_Parts of the exercise_
A – Reproduce the passage of the surfboard fin article from "THE SURFBOARD FIN" up to and including "preference when surfing.".
B – According to the surfboard fin article, what three things do fins give you on your board?
C – Continue the article on surfboard fin setups, picking up after its final sentence.

┌─ Document extract

SURFBOARD FIN SETUPS EXPLAINED
SURFBOARD FIN SETUPS EXPLAINED
Have you ever done research while looking for a new surfboard? If so, then you’ll know that there is an overwhelming amount of information on there on making the right choice.
THE SURFBOARD FIN
Fins for your board are no different. They are available in a variety of sizes, materials, setups, and flexibility. And whether you’re a beginner or pro, your fin setup will have a huge impact on your style and preference when surfing.
Now, before going any further let’s discuss what fins actually do. They essentially give you control, direction, and stability on your board. Without fins, you take away much of your ability to navigate through waves. Surfing with precision and speed is really only possible with fins.
As we said before, there are many different options out there for fin setups. We chose to highlight a few of the best for you to peruse.

└─
┌─ Dataset

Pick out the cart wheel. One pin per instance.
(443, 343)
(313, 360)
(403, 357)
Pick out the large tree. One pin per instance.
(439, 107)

└─

_Responses for each task_
A –
THE SURFBOARD FIN
Fins for your board are no different. They are available in a variety of sizes, materials, setups, and flexibility. And whether you’re a beginner or pro, your fin setup will have a huge impact on your style and preference when surfing.

B – Control, direction, and stability.

C –
DIFFERENT SURFBOARD FIN SETUPS
The number of fins and possible configurations will vary from board to board and depend on fin type. You’ll have to decide which setup will be best for you and go from there. We will discuss some of the most popular configurations to give you a better idea. Each one is used for a different reason and is chosen by different types of riders.
The single fin option is ideal for longboards. Some surfers consider these a touch outdated, while others appreciate the different feel it offers. These fins are really best for basic, straight shot surfing. Basically, they won’t help you while doing anything too fancy.
They are long, wide and big offering fairly easy control over the board. Single fins are best when surfing small/medium, fat and weak waves. Since one fin creates less drag than multiple fins, they are most useful when surfing smooth, slow turns. That being said, if you try and make quick turns or moves, a single fin won’t handle it as well as a multiple fin setup.
A two fin setup is referred to as twin fins or a dual fin configuration. You will typically see a twin fin setup on a shorter surfboard. They can offer more fun, playful surfing when used.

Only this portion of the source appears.